■ **PROBLEM**
Transcribe every line below exactly; no image goes into the output.

■ **Stored data**
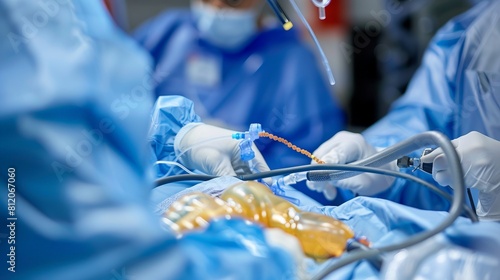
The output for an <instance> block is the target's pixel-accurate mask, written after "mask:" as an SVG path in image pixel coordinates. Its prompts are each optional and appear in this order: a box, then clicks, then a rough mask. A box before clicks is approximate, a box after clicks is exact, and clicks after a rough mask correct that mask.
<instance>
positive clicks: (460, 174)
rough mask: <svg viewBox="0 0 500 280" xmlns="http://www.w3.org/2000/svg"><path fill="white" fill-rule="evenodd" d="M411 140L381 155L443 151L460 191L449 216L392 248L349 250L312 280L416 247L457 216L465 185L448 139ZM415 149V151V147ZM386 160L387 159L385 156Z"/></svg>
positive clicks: (413, 137) (407, 140) (457, 186)
mask: <svg viewBox="0 0 500 280" xmlns="http://www.w3.org/2000/svg"><path fill="white" fill-rule="evenodd" d="M416 138H417V139H415V137H412V138H410V139H408V140H406V141H403V142H402V143H401V144H403V145H395V146H393V147H394V148H392V149H391V147H390V148H387V149H386V150H385V152H387V153H388V154H389V155H390V156H394V154H396V153H398V152H402V151H404V152H405V153H409V151H408V150H407V148H406V147H407V146H411V147H413V150H416V149H418V148H420V147H421V146H423V145H427V146H428V145H436V144H437V145H438V146H440V147H441V149H442V150H443V152H444V154H445V155H446V157H447V159H448V162H449V164H450V167H451V170H453V172H452V173H451V174H452V182H453V185H454V186H456V190H461V191H455V193H454V196H453V200H452V204H451V208H450V211H449V215H448V216H447V217H446V218H445V219H444V221H442V222H441V223H440V224H439V225H438V226H437V227H435V228H434V229H431V230H428V231H425V232H422V233H419V234H416V235H414V236H412V237H410V238H408V239H407V240H405V241H403V242H400V243H398V244H393V245H387V246H383V247H380V248H371V250H369V251H368V250H366V251H365V250H359V252H355V251H353V252H352V253H350V254H347V255H346V256H345V257H342V258H340V259H339V260H338V261H337V262H335V263H333V264H331V265H329V266H327V267H325V268H324V269H323V270H321V271H320V272H319V273H317V274H316V275H315V276H314V277H313V278H312V280H319V279H323V278H324V277H326V276H327V275H329V274H330V273H331V272H333V271H335V270H337V269H339V268H342V267H344V266H346V265H349V264H351V263H353V262H356V261H360V260H363V259H367V258H371V257H373V256H376V255H379V254H381V253H386V252H391V251H396V250H401V249H404V248H408V247H411V246H413V245H416V244H418V243H420V242H422V241H424V240H427V239H429V238H431V237H433V236H435V235H436V234H439V233H441V232H443V231H444V230H446V228H448V227H449V226H451V225H452V224H453V223H454V222H455V220H456V219H457V218H458V217H459V216H460V214H461V212H462V211H461V210H462V207H463V205H464V202H465V184H464V179H463V178H464V176H463V170H462V167H461V165H460V160H459V157H458V154H457V152H456V150H455V147H454V146H453V144H452V143H451V142H450V140H449V139H448V138H447V137H446V136H444V135H443V134H442V133H439V132H435V131H430V132H424V133H422V134H419V135H418V137H416ZM416 146H418V147H417V148H415V147H416ZM387 158H390V157H387Z"/></svg>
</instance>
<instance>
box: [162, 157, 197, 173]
mask: <svg viewBox="0 0 500 280" xmlns="http://www.w3.org/2000/svg"><path fill="white" fill-rule="evenodd" d="M158 164H166V165H175V166H177V167H179V168H180V169H182V170H184V171H185V172H186V173H188V174H197V173H195V172H193V171H191V170H189V169H188V168H187V167H185V166H184V165H182V164H180V163H178V162H175V161H168V160H159V161H157V162H155V165H158Z"/></svg>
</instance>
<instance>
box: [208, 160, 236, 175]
mask: <svg viewBox="0 0 500 280" xmlns="http://www.w3.org/2000/svg"><path fill="white" fill-rule="evenodd" d="M206 169H207V171H208V173H209V174H212V175H216V176H236V172H235V170H234V168H233V165H232V164H231V160H230V159H229V158H228V157H221V158H218V159H217V160H213V159H212V160H211V161H210V162H209V163H208V164H207V165H206Z"/></svg>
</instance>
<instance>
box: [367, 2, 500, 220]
mask: <svg viewBox="0 0 500 280" xmlns="http://www.w3.org/2000/svg"><path fill="white" fill-rule="evenodd" d="M499 14H500V2H499V1H482V2H480V3H479V4H477V5H476V6H474V7H473V8H472V9H470V10H469V11H467V12H466V13H464V14H462V15H460V16H458V17H456V18H454V19H453V20H451V21H450V22H449V23H447V24H446V25H445V26H444V27H443V28H441V30H440V31H439V32H438V33H437V34H436V36H435V37H434V39H433V40H432V42H431V44H430V46H429V47H428V49H427V51H426V53H425V55H424V58H423V61H422V65H421V67H420V68H419V69H418V71H417V72H416V74H415V76H414V77H413V79H412V81H411V83H410V85H409V87H408V90H407V92H406V93H405V94H404V96H402V97H401V98H400V99H399V100H397V101H396V102H395V103H394V105H393V106H392V108H391V111H390V112H389V113H388V114H387V115H386V116H385V117H384V118H382V119H381V120H380V121H378V122H377V123H376V124H374V125H373V126H371V127H370V128H369V129H367V130H366V131H364V132H363V135H364V136H365V137H366V139H367V141H368V142H369V143H371V144H372V145H374V146H376V147H388V146H391V145H393V144H395V143H398V142H400V141H402V140H404V139H407V138H409V137H411V136H413V135H416V134H418V133H420V132H424V131H429V130H436V131H440V132H442V133H444V134H445V135H447V136H448V137H449V138H450V139H455V138H458V137H460V136H462V135H465V134H467V133H468V132H471V131H478V132H480V133H483V134H484V135H487V136H489V137H491V138H493V139H496V140H500V122H499V120H500V51H499V48H498V46H499V44H500V17H499V16H498V15H499ZM417 155H418V153H416V154H415V156H417ZM408 172H411V171H408ZM416 174H417V175H418V176H422V177H423V178H425V179H428V180H432V178H431V176H430V175H428V174H423V172H420V171H416ZM447 190H448V191H450V189H449V188H447ZM378 196H380V197H384V198H389V199H391V200H393V201H397V202H400V203H404V204H407V205H413V206H417V207H421V208H425V209H436V210H444V209H447V207H448V203H447V202H445V201H444V200H443V199H441V198H439V197H437V196H436V195H434V194H433V193H431V192H430V191H429V190H427V189H425V188H422V187H421V186H418V185H415V184H412V183H408V182H406V181H404V180H400V179H397V180H396V182H395V184H394V185H393V186H392V187H391V188H390V189H389V190H387V191H386V192H384V193H382V194H379V195H378Z"/></svg>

■ **EXERCISE SOLUTION**
The output for an <instance> block is the target's pixel-accurate mask, written after "mask:" as an SVG path in image pixel coordinates. Its prompts are each optional and appear in this order: a box, then clicks, then a rough mask. A box before clicks is approximate, a box after clicks is exact, and clicks after a rough mask correct that mask.
<instance>
positive clicks: (460, 174)
rough mask: <svg viewBox="0 0 500 280" xmlns="http://www.w3.org/2000/svg"><path fill="white" fill-rule="evenodd" d="M411 140L381 155L443 151L460 191L449 216L392 248L349 250L312 280L416 247L457 216L465 185L448 139ZM415 149V151V147ZM386 160L387 159L385 156Z"/></svg>
positive clicks: (413, 137) (407, 140) (457, 186)
mask: <svg viewBox="0 0 500 280" xmlns="http://www.w3.org/2000/svg"><path fill="white" fill-rule="evenodd" d="M416 138H417V139H415V137H412V138H410V139H408V140H406V141H403V142H402V143H401V144H403V145H395V146H393V147H394V148H392V149H391V147H390V148H387V149H386V150H385V152H387V153H388V154H389V155H390V156H394V154H396V153H398V152H402V151H404V152H405V153H409V151H408V150H407V148H406V147H407V146H411V147H413V150H416V149H418V148H420V147H421V146H423V145H427V146H428V145H436V144H437V145H438V146H440V147H441V149H442V150H443V152H444V154H445V155H446V157H447V159H448V162H449V164H450V167H451V170H453V172H452V173H451V174H452V182H453V185H454V186H456V190H461V191H455V193H454V196H453V200H452V204H451V208H450V211H449V215H448V216H447V217H446V218H445V219H444V221H442V222H441V223H440V224H439V225H438V226H437V227H435V228H434V229H431V230H428V231H425V232H422V233H419V234H416V235H414V236H412V237H410V238H408V239H407V240H405V241H403V242H400V243H398V244H393V245H387V246H383V247H380V248H371V250H369V251H368V250H366V251H365V250H359V252H355V251H353V252H352V253H350V254H347V255H346V256H345V257H342V258H340V259H339V260H338V261H337V262H335V263H333V264H331V265H329V266H327V267H325V268H324V269H323V270H321V271H320V272H319V273H317V274H316V275H315V276H314V277H313V278H312V280H319V279H323V278H324V277H326V276H327V275H329V274H330V273H331V272H333V271H335V270H337V269H339V268H342V267H344V266H346V265H349V264H351V263H353V262H356V261H360V260H363V259H367V258H371V257H373V256H376V255H379V254H381V253H386V252H391V251H396V250H401V249H404V248H408V247H411V246H413V245H416V244H418V243H420V242H422V241H424V240H427V239H429V238H431V237H433V236H435V235H436V234H439V233H441V232H443V231H444V230H446V228H448V227H449V226H451V225H452V224H453V223H454V222H455V220H456V219H457V218H458V217H459V216H460V214H461V212H462V211H461V210H462V207H463V205H464V202H465V184H464V179H463V178H464V176H463V170H462V167H461V165H460V160H459V157H458V154H457V152H456V150H455V147H454V146H453V144H452V143H451V142H450V140H449V139H448V138H447V137H446V136H444V135H443V134H442V133H439V132H435V131H430V132H424V133H422V134H419V135H418V137H416ZM416 146H418V147H417V148H415V147H416ZM387 158H390V157H387Z"/></svg>
</instance>
<instance>
box: [162, 157, 197, 173]
mask: <svg viewBox="0 0 500 280" xmlns="http://www.w3.org/2000/svg"><path fill="white" fill-rule="evenodd" d="M158 164H166V165H175V166H177V167H179V168H180V169H182V170H184V171H185V172H186V173H188V174H197V173H195V172H193V171H191V170H189V169H188V168H187V167H185V166H184V165H182V164H180V163H178V162H175V161H168V160H159V161H157V162H155V165H158Z"/></svg>
</instance>
<instance>
box: [208, 160, 236, 175]
mask: <svg viewBox="0 0 500 280" xmlns="http://www.w3.org/2000/svg"><path fill="white" fill-rule="evenodd" d="M206 169H207V171H208V173H209V174H212V175H216V176H236V172H235V170H234V168H233V165H232V164H231V160H230V159H229V158H228V157H221V158H218V159H217V160H213V159H212V160H211V161H210V162H209V163H208V164H207V165H206Z"/></svg>
</instance>
<instance>
box: [367, 2, 500, 220]
mask: <svg viewBox="0 0 500 280" xmlns="http://www.w3.org/2000/svg"><path fill="white" fill-rule="evenodd" d="M499 14H500V2H499V1H482V2H480V3H479V4H477V5H476V6H474V7H473V8H472V9H470V10H469V11H467V12H466V13H464V14H462V15H460V16H458V17H456V18H454V19H453V20H451V21H450V22H449V23H447V24H446V25H445V26H444V27H443V28H441V30H440V31H439V32H438V33H437V34H436V36H435V37H434V39H433V40H432V42H431V44H430V46H429V47H428V49H427V51H426V53H425V55H424V58H423V61H422V65H421V67H420V68H419V69H418V71H417V72H416V74H415V76H414V77H413V79H412V81H411V83H410V85H409V87H408V90H407V92H406V93H405V94H404V96H402V97H401V98H400V99H399V100H397V101H396V102H395V103H394V105H393V106H392V108H391V111H390V112H389V113H388V114H387V115H386V116H385V117H384V118H382V119H381V120H380V121H378V122H377V123H376V124H374V125H373V126H371V127H370V128H369V129H367V130H366V131H364V132H363V135H364V136H365V137H366V139H367V141H368V142H369V143H371V144H372V145H374V146H376V147H388V146H391V145H393V144H395V143H398V142H400V141H402V140H404V139H407V138H409V137H411V136H413V135H416V134H418V133H420V132H424V131H429V130H436V131H440V132H442V133H444V134H445V135H447V136H448V137H449V138H450V139H455V138H458V137H460V136H462V135H465V134H467V133H468V132H471V131H478V132H480V133H483V134H484V135H487V136H489V137H491V138H493V139H496V140H500V122H499V120H500V51H499V48H498V46H499V44H500V17H499V16H498V15H499ZM417 155H418V153H416V154H415V156H417ZM408 172H411V171H408ZM416 174H417V175H418V176H422V177H423V178H425V179H428V180H432V178H431V176H430V175H428V174H423V172H420V171H416ZM447 190H448V191H450V189H449V188H447ZM378 196H380V197H384V198H389V199H391V200H393V201H397V202H400V203H404V204H407V205H413V206H417V207H421V208H425V209H436V210H444V209H447V207H448V203H447V202H445V201H444V200H443V199H441V198H439V197H437V196H436V195H434V194H433V193H431V192H430V191H429V190H427V189H425V188H422V187H421V186H418V185H415V184H412V183H408V182H406V181H404V180H400V179H397V180H396V182H395V184H394V185H393V186H392V187H391V188H390V189H389V190H387V191H386V192H384V193H382V194H379V195H378Z"/></svg>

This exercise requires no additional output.